Start of Text provided

- Born: 30 August 1650 Naples, Italy
- Died: 11 June 1724 Naples, Italy
- Venerated in: Roman Catholicism
- Feast: 11 June

= Ludovico Sabbatini =

17th and 18th-century Italian Catholic priest

Ludovico Sabbatini (30 August 1650 - 11 June 1724) was an Italian priest and religious educator, who was beatified by the Catholic Church in 1765. He is venerated on 11 June, the day of his death.

==Life==
Born in Naples, Italy, to a deeply religious family (one of his sisters was a nun, and three other brothers were priests), at a very young age Sabbatini dedicated himself to a religious life. He had a particular devotion to the Trinity.

He involved himself with the Congregazione dei Pii Operai (Congregation of Pious Workers), teaching religion to the children of the poor and manual laborers of Naples and assisting in the celebration of mass at the Church of San Nicola alla Caritá, a renowned center of spirituality. In this church he was in charge of the so-called Congregazione dei Figlioli (Congregation of Sons).

End of Text provided
Start of Recorded information

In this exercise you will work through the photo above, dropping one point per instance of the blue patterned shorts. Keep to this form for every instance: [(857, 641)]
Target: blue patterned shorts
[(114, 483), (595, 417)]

End of Recorded information

*Questions:*
[A] In the Ludovico Sabbatini text, reproduce word for word the stretch from "17th and 18th-century" through "(Congregation of Sons).".
[B] Answer these questions from the Ludovico Sabbatini text:
(i) In what year was he beatified by the Catholic Church?
(ii) What devotion is he said to have had in particular?
(iii) At which church did he assist in the celebration of mass?

*Solutions for each task:*
[A]
17th and 18th-century Italian Catholic priest

Ludovico Sabbatini (30 August 1650 - 11 June 1724) was an Italian priest and religious educator, who was beatified by the Catholic Church in 1765. He is venerated on 11 June, the day of his death.

==Life==
Born in Naples, Italy, to a deeply religious family (one of his sisters was a nun, and three other brothers were priests), at a very young age Sabbatini dedicated himself to a religious life. He had a particular devotion to the Trinity.

He involved himself with the Congregazione dei Pii Operai (Congregation of Pious Workers), teaching religion to the children of the poor and manual laborers of Naples and assisting in the celebration of mass at the Church of San Nicola alla Caritá, a renowned center of spirituality. In this church he was in charge of the so-called Congregazione dei Figlioli (Congregation of Sons).

[B]
(i) 1765
(ii) A devotion to the Trinity
(iii) The Church of San Nicola alla Caritá